-- Start of Records provided --

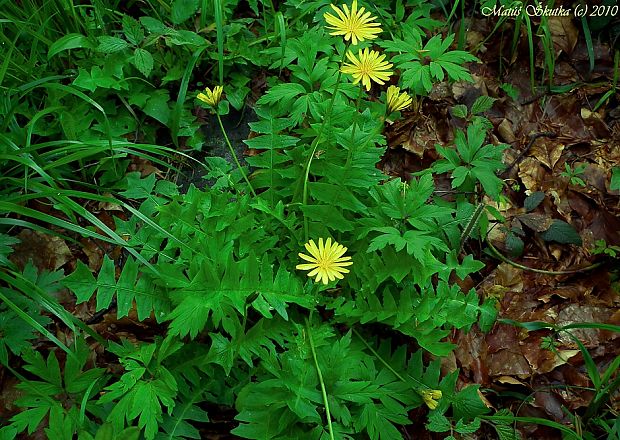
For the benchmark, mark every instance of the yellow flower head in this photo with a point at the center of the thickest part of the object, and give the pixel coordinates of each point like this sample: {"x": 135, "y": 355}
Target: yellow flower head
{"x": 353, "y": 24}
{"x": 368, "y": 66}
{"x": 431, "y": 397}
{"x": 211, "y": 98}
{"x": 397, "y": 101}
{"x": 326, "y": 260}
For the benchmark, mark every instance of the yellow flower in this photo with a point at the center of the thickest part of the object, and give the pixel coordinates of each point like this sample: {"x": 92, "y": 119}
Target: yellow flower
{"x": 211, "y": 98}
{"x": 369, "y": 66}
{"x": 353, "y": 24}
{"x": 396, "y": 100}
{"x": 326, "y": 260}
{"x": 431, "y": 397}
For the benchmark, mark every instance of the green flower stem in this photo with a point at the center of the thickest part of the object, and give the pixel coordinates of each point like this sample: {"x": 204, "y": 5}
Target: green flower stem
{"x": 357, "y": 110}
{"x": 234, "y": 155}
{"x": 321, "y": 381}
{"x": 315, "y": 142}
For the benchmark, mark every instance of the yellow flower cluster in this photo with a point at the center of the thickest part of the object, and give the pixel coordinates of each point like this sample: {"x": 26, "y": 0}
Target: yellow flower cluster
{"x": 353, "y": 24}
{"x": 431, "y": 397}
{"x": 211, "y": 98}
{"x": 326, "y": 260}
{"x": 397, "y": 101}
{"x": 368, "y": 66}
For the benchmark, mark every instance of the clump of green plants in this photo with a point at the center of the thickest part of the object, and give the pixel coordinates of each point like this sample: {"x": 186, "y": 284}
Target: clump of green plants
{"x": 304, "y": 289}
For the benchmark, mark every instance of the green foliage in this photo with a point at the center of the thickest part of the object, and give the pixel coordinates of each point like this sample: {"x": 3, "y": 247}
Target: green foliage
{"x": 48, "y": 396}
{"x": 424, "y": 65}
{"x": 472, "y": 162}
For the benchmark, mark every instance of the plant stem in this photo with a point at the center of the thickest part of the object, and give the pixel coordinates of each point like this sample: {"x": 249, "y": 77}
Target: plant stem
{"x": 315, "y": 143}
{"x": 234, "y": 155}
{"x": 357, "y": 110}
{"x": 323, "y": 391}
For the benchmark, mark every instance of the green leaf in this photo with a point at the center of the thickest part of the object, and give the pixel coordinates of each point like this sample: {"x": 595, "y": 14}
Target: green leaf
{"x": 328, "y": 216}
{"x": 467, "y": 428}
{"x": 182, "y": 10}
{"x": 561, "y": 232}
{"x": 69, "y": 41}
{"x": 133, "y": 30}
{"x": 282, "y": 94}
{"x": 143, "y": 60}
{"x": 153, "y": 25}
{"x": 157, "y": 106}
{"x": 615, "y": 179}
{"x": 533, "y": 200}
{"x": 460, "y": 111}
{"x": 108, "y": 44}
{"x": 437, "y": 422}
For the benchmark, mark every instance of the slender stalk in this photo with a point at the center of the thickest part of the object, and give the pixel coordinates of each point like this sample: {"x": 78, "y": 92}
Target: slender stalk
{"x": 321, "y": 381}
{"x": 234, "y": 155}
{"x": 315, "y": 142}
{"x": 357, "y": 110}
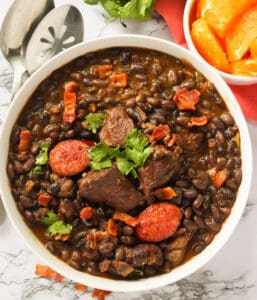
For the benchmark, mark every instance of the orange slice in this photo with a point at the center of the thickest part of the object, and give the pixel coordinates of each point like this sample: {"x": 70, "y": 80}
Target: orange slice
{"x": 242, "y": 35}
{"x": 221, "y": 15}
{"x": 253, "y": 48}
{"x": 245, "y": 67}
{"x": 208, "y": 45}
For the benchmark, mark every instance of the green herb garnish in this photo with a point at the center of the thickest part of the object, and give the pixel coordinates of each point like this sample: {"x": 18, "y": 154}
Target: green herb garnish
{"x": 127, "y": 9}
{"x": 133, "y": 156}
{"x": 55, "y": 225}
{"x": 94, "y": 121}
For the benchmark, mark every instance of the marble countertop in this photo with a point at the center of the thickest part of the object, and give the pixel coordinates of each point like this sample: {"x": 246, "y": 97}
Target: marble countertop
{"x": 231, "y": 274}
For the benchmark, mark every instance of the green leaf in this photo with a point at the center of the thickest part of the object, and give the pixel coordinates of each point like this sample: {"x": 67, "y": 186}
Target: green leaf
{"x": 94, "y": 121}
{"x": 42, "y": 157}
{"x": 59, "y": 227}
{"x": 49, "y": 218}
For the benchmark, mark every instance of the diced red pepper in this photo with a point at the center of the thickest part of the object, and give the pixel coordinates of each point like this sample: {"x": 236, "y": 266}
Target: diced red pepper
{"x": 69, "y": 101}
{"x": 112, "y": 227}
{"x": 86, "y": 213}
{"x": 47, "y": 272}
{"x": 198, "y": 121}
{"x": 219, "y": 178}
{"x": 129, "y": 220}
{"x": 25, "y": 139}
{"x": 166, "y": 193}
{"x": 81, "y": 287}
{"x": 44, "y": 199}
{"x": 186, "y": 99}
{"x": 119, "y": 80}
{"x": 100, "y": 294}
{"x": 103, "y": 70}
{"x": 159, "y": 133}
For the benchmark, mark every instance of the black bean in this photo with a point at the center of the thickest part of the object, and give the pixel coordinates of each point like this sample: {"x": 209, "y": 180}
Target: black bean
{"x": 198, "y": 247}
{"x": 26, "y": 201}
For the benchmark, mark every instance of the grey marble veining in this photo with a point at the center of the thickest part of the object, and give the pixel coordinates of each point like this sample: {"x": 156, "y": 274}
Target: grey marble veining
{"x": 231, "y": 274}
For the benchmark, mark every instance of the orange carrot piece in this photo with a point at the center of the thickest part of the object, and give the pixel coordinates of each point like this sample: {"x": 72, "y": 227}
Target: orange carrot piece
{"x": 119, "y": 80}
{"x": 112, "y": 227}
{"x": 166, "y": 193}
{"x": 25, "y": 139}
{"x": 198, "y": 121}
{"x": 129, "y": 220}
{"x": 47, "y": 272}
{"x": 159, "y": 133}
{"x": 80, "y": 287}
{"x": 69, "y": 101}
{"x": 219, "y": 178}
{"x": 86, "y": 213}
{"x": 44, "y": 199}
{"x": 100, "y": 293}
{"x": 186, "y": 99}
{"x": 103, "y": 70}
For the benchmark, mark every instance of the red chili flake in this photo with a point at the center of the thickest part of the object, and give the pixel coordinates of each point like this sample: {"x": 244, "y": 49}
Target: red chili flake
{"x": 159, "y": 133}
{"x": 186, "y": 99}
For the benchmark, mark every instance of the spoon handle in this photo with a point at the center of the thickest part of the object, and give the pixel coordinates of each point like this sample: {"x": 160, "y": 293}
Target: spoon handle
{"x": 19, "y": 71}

-- End of Records provided --
-- Start of Records provided --

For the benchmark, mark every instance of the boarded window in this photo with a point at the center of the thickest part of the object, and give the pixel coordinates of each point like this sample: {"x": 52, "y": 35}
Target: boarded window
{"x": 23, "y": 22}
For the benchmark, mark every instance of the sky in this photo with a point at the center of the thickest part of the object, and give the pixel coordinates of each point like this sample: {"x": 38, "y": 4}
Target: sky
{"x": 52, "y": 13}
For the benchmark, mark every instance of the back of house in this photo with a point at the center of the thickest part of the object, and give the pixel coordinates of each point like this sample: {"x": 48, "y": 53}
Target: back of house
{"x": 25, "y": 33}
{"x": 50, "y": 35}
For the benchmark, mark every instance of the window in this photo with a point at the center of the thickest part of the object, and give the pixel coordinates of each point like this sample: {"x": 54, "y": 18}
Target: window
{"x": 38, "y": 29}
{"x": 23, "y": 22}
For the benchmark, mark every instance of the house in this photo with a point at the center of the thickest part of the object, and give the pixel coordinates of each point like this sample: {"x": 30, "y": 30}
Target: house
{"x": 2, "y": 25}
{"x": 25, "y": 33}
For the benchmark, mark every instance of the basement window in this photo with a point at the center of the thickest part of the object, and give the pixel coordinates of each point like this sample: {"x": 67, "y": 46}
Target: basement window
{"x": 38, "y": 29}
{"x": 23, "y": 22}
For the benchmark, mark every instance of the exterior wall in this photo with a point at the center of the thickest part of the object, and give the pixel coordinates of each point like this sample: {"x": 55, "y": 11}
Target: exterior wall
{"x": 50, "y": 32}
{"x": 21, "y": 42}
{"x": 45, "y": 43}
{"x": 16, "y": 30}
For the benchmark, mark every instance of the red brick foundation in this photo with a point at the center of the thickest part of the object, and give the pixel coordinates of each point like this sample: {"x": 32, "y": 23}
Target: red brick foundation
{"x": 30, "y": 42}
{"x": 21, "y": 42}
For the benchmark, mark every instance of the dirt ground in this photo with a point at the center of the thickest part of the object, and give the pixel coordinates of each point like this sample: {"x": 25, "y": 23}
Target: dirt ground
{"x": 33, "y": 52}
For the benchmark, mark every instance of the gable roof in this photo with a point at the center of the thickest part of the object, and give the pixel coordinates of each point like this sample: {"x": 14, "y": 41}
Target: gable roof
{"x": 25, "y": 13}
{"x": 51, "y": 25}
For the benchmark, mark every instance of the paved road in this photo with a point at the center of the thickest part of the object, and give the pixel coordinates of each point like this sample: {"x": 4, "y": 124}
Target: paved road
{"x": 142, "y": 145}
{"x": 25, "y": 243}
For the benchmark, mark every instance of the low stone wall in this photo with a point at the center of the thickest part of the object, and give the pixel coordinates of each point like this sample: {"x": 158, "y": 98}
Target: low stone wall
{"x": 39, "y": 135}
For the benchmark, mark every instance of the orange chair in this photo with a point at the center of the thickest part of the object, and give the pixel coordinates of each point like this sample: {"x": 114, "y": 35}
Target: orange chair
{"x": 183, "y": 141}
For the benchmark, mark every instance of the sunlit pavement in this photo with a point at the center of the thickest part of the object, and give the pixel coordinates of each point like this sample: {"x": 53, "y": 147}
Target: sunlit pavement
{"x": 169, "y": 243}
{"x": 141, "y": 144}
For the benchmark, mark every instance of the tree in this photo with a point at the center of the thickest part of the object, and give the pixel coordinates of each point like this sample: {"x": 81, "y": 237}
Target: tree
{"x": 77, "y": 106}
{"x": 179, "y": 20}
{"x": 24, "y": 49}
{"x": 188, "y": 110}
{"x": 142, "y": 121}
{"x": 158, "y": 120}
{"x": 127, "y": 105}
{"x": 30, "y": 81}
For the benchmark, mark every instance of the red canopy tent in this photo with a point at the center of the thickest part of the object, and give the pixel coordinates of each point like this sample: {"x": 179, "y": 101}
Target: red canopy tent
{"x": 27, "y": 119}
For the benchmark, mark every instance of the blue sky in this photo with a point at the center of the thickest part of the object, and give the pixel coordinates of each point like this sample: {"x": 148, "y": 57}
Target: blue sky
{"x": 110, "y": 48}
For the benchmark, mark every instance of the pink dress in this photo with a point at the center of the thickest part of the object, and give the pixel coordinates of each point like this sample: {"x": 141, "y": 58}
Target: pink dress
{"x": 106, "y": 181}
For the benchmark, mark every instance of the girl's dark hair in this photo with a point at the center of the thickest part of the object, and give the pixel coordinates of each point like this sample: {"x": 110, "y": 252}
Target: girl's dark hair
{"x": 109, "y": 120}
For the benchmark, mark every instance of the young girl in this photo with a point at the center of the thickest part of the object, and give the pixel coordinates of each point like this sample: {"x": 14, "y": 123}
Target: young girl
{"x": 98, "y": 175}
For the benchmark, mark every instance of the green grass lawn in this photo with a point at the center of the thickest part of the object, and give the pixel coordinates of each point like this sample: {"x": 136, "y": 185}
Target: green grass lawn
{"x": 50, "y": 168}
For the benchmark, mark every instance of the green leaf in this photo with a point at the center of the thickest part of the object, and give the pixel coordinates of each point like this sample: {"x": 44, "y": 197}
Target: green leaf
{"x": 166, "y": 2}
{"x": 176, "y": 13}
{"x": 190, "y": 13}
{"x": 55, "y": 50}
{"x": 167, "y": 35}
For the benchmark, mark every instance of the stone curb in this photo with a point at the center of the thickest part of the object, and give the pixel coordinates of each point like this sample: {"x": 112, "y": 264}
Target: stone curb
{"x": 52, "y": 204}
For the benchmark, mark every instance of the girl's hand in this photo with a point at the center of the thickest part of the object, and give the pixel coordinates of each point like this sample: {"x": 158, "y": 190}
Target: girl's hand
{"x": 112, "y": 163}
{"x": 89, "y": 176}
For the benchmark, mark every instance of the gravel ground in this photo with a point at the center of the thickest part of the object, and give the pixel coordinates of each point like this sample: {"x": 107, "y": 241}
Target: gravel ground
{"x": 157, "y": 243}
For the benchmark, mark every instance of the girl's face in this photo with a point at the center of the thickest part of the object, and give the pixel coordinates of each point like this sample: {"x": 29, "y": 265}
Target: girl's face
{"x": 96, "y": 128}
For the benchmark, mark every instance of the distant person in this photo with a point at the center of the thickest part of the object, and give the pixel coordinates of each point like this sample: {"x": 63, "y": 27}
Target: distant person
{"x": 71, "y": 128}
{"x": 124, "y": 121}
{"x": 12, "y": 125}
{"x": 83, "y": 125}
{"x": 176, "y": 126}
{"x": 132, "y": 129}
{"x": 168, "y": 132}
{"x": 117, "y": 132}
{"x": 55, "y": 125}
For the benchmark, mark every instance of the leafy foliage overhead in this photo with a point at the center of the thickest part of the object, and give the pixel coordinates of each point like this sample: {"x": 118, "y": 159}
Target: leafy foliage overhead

-- End of Records provided --

▶ Exercise task:
How many lines above contain the string "person", with case counting? Reply with the number alone.

▶ Answer to the problem:
2